Task instructions: Please retype the listing below word for word, keeping every line the same.

* begin Data shown *

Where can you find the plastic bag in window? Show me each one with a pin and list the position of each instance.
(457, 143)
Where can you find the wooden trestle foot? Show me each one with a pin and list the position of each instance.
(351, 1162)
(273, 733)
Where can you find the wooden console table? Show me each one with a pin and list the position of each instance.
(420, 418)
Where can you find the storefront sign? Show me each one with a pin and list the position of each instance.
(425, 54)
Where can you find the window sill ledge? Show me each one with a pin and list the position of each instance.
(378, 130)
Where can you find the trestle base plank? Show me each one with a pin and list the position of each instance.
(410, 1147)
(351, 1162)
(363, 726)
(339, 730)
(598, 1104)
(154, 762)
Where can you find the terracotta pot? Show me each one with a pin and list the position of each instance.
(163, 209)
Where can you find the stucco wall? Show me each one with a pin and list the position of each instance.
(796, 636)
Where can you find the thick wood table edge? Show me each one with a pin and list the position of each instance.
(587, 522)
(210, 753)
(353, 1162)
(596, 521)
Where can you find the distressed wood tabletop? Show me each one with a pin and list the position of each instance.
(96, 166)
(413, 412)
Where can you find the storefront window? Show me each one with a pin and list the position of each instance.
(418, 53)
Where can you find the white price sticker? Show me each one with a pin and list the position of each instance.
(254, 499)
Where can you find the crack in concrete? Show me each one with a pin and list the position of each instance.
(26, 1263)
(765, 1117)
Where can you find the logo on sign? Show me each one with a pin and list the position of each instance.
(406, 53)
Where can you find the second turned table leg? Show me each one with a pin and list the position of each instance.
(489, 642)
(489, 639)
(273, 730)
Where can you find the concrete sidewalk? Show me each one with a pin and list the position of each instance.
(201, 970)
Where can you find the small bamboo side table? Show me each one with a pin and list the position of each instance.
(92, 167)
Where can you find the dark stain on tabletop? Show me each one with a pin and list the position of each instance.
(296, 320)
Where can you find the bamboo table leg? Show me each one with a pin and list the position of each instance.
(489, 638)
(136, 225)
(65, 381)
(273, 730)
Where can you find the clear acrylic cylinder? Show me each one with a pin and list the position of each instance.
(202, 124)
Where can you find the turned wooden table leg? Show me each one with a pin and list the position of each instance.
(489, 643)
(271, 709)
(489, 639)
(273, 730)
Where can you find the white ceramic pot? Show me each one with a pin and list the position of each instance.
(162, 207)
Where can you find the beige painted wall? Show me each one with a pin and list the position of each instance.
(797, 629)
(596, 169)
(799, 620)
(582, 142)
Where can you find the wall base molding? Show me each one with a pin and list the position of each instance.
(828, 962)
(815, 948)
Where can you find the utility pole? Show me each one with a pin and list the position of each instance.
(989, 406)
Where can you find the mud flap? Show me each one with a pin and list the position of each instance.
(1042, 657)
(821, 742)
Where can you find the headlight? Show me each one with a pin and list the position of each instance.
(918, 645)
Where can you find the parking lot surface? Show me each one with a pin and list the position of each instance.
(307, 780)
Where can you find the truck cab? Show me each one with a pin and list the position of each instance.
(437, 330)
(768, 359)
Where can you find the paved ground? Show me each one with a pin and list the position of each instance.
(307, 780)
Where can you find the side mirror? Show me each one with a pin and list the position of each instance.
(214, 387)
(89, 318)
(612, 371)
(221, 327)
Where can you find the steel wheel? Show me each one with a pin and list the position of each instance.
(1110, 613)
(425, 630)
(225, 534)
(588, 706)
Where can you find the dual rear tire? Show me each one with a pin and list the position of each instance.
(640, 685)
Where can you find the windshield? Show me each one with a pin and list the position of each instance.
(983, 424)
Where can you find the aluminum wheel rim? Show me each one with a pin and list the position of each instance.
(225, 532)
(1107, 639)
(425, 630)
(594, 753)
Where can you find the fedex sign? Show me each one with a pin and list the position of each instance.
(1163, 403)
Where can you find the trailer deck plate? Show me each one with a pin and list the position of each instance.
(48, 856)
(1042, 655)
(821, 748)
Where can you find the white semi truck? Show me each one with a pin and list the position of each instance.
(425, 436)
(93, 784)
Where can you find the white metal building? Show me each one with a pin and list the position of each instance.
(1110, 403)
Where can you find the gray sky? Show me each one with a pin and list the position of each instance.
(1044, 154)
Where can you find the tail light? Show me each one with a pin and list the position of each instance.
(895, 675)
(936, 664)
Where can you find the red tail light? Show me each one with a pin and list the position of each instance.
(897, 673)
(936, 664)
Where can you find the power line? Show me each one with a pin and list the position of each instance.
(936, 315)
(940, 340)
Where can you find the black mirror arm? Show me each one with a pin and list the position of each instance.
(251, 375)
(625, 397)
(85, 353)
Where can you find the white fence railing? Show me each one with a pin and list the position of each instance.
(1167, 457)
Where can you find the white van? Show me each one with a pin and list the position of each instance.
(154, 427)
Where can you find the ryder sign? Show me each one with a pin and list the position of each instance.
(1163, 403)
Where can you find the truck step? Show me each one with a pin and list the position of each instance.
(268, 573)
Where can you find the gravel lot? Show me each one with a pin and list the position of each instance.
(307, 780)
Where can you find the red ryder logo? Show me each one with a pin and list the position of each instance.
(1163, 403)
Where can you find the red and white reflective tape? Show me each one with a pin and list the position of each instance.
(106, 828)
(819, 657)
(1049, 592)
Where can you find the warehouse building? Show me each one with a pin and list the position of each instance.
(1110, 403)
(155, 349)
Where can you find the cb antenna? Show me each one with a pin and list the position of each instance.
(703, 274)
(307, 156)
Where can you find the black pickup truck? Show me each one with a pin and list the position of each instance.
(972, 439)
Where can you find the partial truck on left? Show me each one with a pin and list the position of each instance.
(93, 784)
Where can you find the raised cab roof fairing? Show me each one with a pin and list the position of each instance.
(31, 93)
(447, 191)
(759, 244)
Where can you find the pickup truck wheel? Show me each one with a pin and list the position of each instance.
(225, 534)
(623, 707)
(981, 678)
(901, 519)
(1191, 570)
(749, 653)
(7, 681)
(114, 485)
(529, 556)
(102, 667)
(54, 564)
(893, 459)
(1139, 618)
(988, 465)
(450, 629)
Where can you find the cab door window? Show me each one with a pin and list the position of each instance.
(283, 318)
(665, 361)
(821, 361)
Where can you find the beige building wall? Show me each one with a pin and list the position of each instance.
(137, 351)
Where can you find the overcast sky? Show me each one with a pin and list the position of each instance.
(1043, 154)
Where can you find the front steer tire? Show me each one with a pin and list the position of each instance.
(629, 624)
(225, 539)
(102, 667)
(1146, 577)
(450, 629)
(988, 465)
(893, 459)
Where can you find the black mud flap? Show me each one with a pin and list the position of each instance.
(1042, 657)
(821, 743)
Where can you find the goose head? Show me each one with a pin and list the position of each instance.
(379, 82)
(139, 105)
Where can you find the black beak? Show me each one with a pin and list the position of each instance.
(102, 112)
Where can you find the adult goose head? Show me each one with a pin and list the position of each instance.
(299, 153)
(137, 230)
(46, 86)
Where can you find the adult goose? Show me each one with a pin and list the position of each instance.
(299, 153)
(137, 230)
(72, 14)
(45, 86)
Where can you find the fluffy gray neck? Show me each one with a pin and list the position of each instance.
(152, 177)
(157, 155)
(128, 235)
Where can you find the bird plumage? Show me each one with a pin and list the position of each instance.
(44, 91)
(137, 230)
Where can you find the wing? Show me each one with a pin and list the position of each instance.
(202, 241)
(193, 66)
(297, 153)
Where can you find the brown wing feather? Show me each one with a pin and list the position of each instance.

* end Data shown *

Finished task:
Where can you find the plastic bag in window? Show me each one with a pin and list the position of each instance.
(457, 143)
Where can you find the wooden trestle foot? Show me each one with a pin and list the position of each instance.
(351, 1162)
(273, 733)
Where can you find the wooden console table? Show me each one with a pin and list the position of each instance.
(420, 418)
Where can you find the storefront sign? Show me each one with a pin and list the position of each instance.
(425, 54)
Where can you find the window sill ledge? Show me each one with a pin and list the position of each instance.
(378, 130)
Where can you find the trestle base plank? Show me each one with a pin and list the position of each instance.
(410, 1147)
(351, 1162)
(363, 726)
(339, 730)
(598, 1104)
(154, 762)
Where can you find the terracotta pot? Show me each one with a pin and list the position of each instance.
(163, 209)
Where can you find the stucco wall? Show me each one with a pin and list the position of each instance.
(796, 636)
Where can you find the thick wood table edge? Show me each one with a pin and list the position of each instance.
(587, 522)
(210, 753)
(353, 1162)
(596, 521)
Where can you find the distressed wood tabletop? Show me each one with a pin and list the position of each instance.
(96, 166)
(413, 412)
Where can you find the storefront window? Show me each one with a pin and list the position of each instance.
(418, 53)
Where can you find the white price sticker? Show me each one with a pin and list the position of each instance.
(254, 499)
Where can you find the crack in concrete? Show me each one with a pin and list the position of each instance.
(26, 1263)
(765, 1117)
Where can you find the logo on sign? Show me each one with a pin and list the position of each instance.
(406, 53)
Where can you find the second turned table leg? Show me each one with a pin and list the position of each instance.
(489, 642)
(489, 639)
(273, 730)
Where can you find the concrete sidewalk? Show me each one with a pin and list the position of each instance.
(201, 970)
Where can you find the small bamboo side table? Show me each one with a pin and list the position of each instance.
(92, 167)
Where can you find the dark stain on tabletop? Show me each one with a pin and list the position of each instance.
(296, 320)
Where can you find the bamboo table leg? Show me each one with a pin and list the position of each instance.
(489, 638)
(136, 225)
(65, 381)
(273, 730)
Where can you find the clear acrylic cylinder? Show me each one with a pin and list the position of each instance.
(202, 124)
Where can you find the turned wooden table leg? Show me each one with a pin and list the position of each instance.
(489, 643)
(271, 709)
(489, 639)
(273, 730)
Where can you find the white ceramic pot? Show me each one with a pin and list the position of each instance.
(162, 207)
Where can you find the beige painted wall? Show me each one with a pin and list the position of each instance.
(797, 629)
(596, 169)
(799, 620)
(582, 142)
Where can you find the wall base molding? Show me each one with a pin and list the position of each instance.
(828, 962)
(815, 948)
Where can you find the utility pole? Show me each one with a pin and list the position of each instance.
(989, 406)
Where can you find the mud flap? Show me each one with a pin and list the position of each instance.
(1042, 657)
(821, 742)
Where can you find the headlight? Show me each one with a pin and list the position of each instance.
(918, 645)
Where can you find the parking lot surface? Show me each one with a pin and list the position of each instance.
(307, 780)
Where can you find the truck cab? Show me each one with a pin and list the position of each instance.
(437, 330)
(768, 359)
Where can you find the paved ground? Show me each one with a pin and list the position of each instance.
(307, 780)
Where can you find the side mirror? Show me each one with a pin and list the position of each instance.
(214, 387)
(89, 318)
(612, 371)
(221, 327)
Where can you find the steel wheel? Show me each one with a pin and list the position of each instance.
(1110, 613)
(425, 630)
(225, 534)
(588, 706)
Where can you find the dual rear tire? Show me each one with a pin and list the position of each instance.
(640, 685)
Where can you find the windshield? Show me each one with a pin and list the position of each instance.
(983, 424)
Where can you find the aluminum wheel rim? Show me each one with a pin and list the position of each instance.
(225, 532)
(1107, 639)
(425, 630)
(594, 753)
Where can you find the fedex sign? Show me each one with a pin and list the position of each instance.
(1163, 403)
Where can you find the trailer deck plate? Show me each one with a pin and list the position of each instance.
(48, 856)
(1042, 655)
(821, 748)
Where can you find the white semi truck? Show me each one with a pin and list the position of each instance.
(425, 436)
(93, 784)
Where can you find the white metal building? Show me each one with a pin and list the position of each instance.
(1110, 403)
Where can you find the gray sky? Show me each one with a pin and list the position of each instance.
(1044, 154)
Where can you find the tail light? Show me each one with a pin and list the position of each instance.
(895, 675)
(936, 664)
Where can you find the red tail light? Show me each one with a pin and list the position of each instance.
(897, 673)
(936, 664)
Where can you find the power line? Show me each one with a pin and list the position of each instance.
(936, 315)
(940, 340)
Where can you find the black mirror arm? Show me each one with a pin and list the position of each instance.
(251, 375)
(625, 397)
(85, 353)
Where can you find the white fence railing? Show me each one with a pin and list the position of each instance.
(1167, 457)
Where can you find the white van? Show me each one with a pin and list the position of each instance.
(154, 427)
Where can you find the ryder sign? Show me each one with a pin and list the position of each instance.
(1163, 403)
Where can you find the truck step? Show me each one with a pin and list the position of each instance.
(268, 573)
Where can you find the gravel lot? Show me each one with a pin and list the position of each instance.
(307, 780)
Where can you find the red ryder logo? Show me each one with a pin and list the position of each instance.
(1163, 403)
Where can you find the red and white reflective tape? Show me each one with a pin and list the position of each instance.
(106, 828)
(819, 657)
(1049, 592)
Where can you find the warehouse building? Show me each one with a pin and list the position of each instance.
(1110, 403)
(155, 349)
Where can you find the cb antenna? Show me each one with a pin and list the position of each instance.
(703, 274)
(307, 156)
Where can you find the black pickup truck? Show me each one with a pin and list the position of each instance.
(972, 439)
Where can you find the partial truck on left? Show me each one with a pin and list the position of each instance.
(93, 784)
Where can you find the raised cab roof fairing? Show me each one with a pin and list the position of each instance.
(31, 93)
(447, 191)
(759, 244)
Where can you find the pickup truck wheel? Show me each one with a pin and list the position of each instance.
(225, 534)
(623, 707)
(981, 678)
(901, 519)
(1191, 570)
(749, 653)
(7, 681)
(114, 485)
(529, 556)
(102, 667)
(54, 564)
(893, 459)
(1139, 618)
(988, 465)
(450, 629)
Where can you find the cab door window? Show me each one with a pin and list the position of each instance.
(283, 318)
(665, 361)
(821, 361)
Where can you find the beige building wall? Show me each one with a pin and list the position of each instance.
(137, 351)
Where can you find the overcast sky? Show me each one with a pin and list the position of each instance.
(1043, 154)
Where can you find the front steer tire? Show me each one with a pin and list the position of each instance.
(629, 624)
(225, 539)
(102, 667)
(1146, 577)
(450, 629)
(988, 465)
(893, 459)
Where can you find the black mud flap? Show me each one with a pin and list the position of each instance.
(1042, 657)
(821, 743)
Where can you find the goose head? Show me each one with a pin and list the position of each instance.
(379, 82)
(139, 105)
Where can you find the black beak? Show me each one with a pin and list the position of each instance.
(102, 112)
Where can you find the adult goose head? Show me each one with a pin and list the position of each instance.
(299, 153)
(137, 230)
(46, 86)
Where can you find the adult goose? Show me each one with a pin and list the position of each instance.
(299, 153)
(137, 230)
(72, 14)
(45, 86)
Where can you find the fluffy gray neck? Show me each one with a pin and list the position of each instance.
(152, 177)
(157, 155)
(128, 235)
Where can you find the bird plumage? Show me each one with a pin and list the position of each instance.
(44, 91)
(137, 230)
Where can you find the wing? Show me each one with a pin and list the position of each instance.
(202, 241)
(193, 66)
(297, 153)
Where can you find the brown wing feather? Show me each one with a pin and list the position of each instance.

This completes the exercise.